Anna Gunn's Just Trying To Understand Why People Want To Kill Her

Latest

As Breaking Bad comes to a close (AHHHH!), hopefully cultural critics will be examining viewers’ vitriol against Walter White’s complex, long-suffering wife — which has been so severe it’s been termed “the Skyler White” effect and applied to other TV wives — at length. [Spoilers to follow.]

Just as it’s hard to pin down at what precise point that Cranston’s character became more Heisenberg than Walt, it’s impossible to say when in the series Skyler became the most hated female character on television. When she devised, businesslike, the elaborate gambling-addiction cover-up to tell Hank and Marie? When she bought the car wash and became complicit in Walt’s crime? The infamous “I fucked Ted” line, basically the only way she could assert her autonomy? The latter would be my guess.

============

__What you will do__.
1 - Echo every row in the data block below, character for character.
2 - Carry on the article above about viewers' hatred of Skyler White, starting after its final sentence.
The article above and the rows below come from unrelated sources.

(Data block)
============

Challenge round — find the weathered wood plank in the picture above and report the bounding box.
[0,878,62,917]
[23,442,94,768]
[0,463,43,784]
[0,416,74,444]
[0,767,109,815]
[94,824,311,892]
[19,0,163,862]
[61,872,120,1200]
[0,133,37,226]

============

__Answers to the problems__.
1 -
Challenge round — find the weathered wood plank in the picture above and report the bounding box.
[0,878,62,917]
[23,442,94,768]
[0,463,43,784]
[0,416,74,444]
[0,767,109,815]
[94,824,311,892]
[19,0,163,862]
[61,872,120,1200]
[0,133,37,226]

2 -
Anna Gunn, who has watched the criticism of her character become criticism of her as a person, even to the point of death threats, writes for the New York Times:

A typical online post complained that Skyler was a “shrieking, hypocritical harpy” and didn’t “deserve the great life she has.” “I have never hated a TV-show character as much as I hate her,” one poster wrote. The consensus among the haters was clear: Skyler was a ball-and-chain, a drag, a shrew, an “annoying bitch wife.”

She points out that other wives of antiheroes on popular TV shows have elicited similar feelings, e.g. Carmela Soprano and Betty Draper. But unlike Mad Men or The Sopranos, in the last few seasons, for better or worse, Breaking Bad has indulged in a certain fan-boy attitude towards its leading man (during an old-school Western standoff: “You’re Heisenberg.” “You’re damn right.”) that might attract the kind of male viewers who actually root for “badass” Walt — and detest Skylar for being a buzzkill, fucking someone else and giving the guy all of Walt’s money, even changing physically. Maybe a viable explanation for the phenomenon is that the type of audience has changed.

Gunn writes:

Could it be that they can’t stand a woman who won’t suffer silently or “stand by her man”? That they despise her because she won’t back down or give up? Or because she is, in fact, Walter’s equal?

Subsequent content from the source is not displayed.